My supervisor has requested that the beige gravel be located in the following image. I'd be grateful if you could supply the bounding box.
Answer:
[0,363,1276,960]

•••••

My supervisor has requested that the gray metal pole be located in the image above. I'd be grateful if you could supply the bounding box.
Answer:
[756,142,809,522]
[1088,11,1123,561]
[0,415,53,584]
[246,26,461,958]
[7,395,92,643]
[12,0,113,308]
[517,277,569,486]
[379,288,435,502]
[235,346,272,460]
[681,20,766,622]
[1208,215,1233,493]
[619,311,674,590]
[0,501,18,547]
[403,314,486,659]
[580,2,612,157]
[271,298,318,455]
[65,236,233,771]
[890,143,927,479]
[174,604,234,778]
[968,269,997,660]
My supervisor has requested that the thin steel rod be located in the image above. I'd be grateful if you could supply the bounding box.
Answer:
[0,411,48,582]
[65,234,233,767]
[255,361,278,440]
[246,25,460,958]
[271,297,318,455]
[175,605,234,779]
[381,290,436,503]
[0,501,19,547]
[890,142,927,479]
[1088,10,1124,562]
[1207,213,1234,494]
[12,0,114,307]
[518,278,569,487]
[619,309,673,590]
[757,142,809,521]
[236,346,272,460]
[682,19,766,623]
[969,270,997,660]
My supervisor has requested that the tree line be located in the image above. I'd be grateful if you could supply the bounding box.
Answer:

•••••

**TASK INSTRUCTIONS:**
Among the records, find each line where the word "grateful" occurs, and copy it.

**SOLVED EXERCISE:**
My supervisor has requested that the beige gravel be located in the following image. I'd be grateful if you could supply the bounding box.
My supervisor has requested that the gray metal pole be located in the image above. I'd be grateful if you could supply the bounding box.
My supervisor has requested that the thin steel rod be located in the image above. I'd be grateful if you could supply the bounding box.
My supervisor has requested that the tree line be located in the image above. I'd be grateful if you could supply the bounding box.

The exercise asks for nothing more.